Stated problem: Pick up the uBLAS forum post below about axpy_prod running slower than prod, and continue it from its last line.

Boost logo

Ublas :

Subject: [ublas] axpy prod seems to be slow
From: Oswin Krause (Oswin.Krause_at_[hidden])
Date: 2011-09-06 15:26:22


Hello list,

axpy_prod seems to be way slower than prod in the following code snippet:

//the following is called 100 times during a run of the program
ublas::matrix<double> weightMatrix(32,16);//filled with some values
ublas::vector<double> hiddenInput(32);
RealVector stateVector(16);
double z = 0;
for (std::size_t x = 0; x < 65536; x++) {
   //generates the x-th state vector
   state(stateVector,x);

   //Version(1)
   hiddenInput.clear();
   axpy_prod(weightMatrix, stateVector, hiddenInput,false);
   //Version(2)

Listed entries:

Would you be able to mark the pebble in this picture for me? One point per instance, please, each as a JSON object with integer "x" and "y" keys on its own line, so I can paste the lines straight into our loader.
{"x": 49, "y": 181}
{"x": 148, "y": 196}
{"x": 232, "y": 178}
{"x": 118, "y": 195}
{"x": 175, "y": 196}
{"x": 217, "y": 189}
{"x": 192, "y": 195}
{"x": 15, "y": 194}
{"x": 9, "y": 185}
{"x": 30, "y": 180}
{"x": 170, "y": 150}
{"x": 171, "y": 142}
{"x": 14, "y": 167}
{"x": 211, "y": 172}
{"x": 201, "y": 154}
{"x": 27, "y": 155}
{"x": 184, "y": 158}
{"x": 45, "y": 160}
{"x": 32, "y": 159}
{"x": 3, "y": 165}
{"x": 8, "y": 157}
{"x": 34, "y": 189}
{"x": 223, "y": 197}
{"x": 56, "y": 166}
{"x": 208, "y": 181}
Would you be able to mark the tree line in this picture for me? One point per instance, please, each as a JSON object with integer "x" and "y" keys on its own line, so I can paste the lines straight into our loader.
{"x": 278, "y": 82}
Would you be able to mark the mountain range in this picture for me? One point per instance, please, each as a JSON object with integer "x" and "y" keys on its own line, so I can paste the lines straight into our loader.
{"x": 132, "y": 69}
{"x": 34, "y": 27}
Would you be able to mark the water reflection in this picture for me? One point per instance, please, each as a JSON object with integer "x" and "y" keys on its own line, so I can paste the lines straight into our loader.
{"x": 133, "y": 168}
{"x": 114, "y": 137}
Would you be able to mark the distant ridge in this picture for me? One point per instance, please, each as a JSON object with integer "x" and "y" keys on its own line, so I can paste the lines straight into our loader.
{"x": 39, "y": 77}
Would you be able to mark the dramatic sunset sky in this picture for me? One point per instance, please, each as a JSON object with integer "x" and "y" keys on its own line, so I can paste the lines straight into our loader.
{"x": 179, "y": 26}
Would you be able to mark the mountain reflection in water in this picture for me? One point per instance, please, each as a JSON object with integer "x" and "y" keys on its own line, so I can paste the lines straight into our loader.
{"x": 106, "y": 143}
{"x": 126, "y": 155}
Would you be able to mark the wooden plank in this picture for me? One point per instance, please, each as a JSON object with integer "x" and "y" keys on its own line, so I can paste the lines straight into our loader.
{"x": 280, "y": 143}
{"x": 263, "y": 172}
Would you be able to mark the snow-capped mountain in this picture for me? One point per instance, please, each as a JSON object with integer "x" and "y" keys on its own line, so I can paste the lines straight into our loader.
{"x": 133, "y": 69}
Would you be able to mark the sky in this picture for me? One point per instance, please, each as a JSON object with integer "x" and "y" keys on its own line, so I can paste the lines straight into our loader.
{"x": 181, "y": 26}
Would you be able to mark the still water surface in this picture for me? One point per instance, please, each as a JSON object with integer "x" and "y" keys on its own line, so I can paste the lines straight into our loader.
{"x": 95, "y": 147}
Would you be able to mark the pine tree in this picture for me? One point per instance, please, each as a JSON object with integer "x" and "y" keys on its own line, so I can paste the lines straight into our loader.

Task result:
   //noalias(hiddenInput) = prod(weightMatrix, stateVector);

   z+=foo(stateVector,hiddenInput);
}
The complete program is a bit bigger. version(1) has a runtime of 25
seconds, Version(2) only 11. when I turn of this code, i get ~6 seconds in
both versions. Also foo(...) is quite an expensive operation 832
exponential function calls). All together Version(2) seems to be around
facotr ~4-5 faster. Which is odd because axpy_prod is advertised as
optimized function call.

My compiler is gcc 4.61 and my boost version is 1.47.
I compile with -O3 and -DBOOST_UBLAS_NDEBUG

Can someone tell me where my mistake is? is axpy_prod only optimized for
big matrices? The code in operation.hpp (i think the version on line
127ff) looks quite reasonable to me.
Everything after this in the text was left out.